## PROBLEM STATEMENT
Rewrite the listing below with every "keypoint" changed to "marker" and everything else left as it is. Don't include the pictures.

## GIVEN ENTRIES
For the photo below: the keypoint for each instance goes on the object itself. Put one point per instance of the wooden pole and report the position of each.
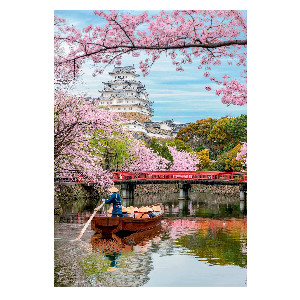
(88, 223)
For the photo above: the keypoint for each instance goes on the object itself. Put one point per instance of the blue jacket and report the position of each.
(115, 199)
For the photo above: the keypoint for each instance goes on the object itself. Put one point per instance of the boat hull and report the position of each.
(106, 225)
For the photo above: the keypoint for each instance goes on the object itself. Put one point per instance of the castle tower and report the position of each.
(126, 95)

## ANSWER BELOW
For the photo below: the marker for each instance goes on the object itself. Put one point per instance of the wooden pole and report the position of each.
(88, 223)
For the photo above: the marker for each instance goes on the object itself. Put one point per instance of the blue jacket and report the position of each.
(115, 199)
For the photo above: the marker for each instance goes on the object itself. Put one point per instance of the boat hull and report the position of each.
(106, 225)
For the photo above: the marker for each instance goes on the object itself. Put one point per instance of the castle tower and report the position of each.
(126, 95)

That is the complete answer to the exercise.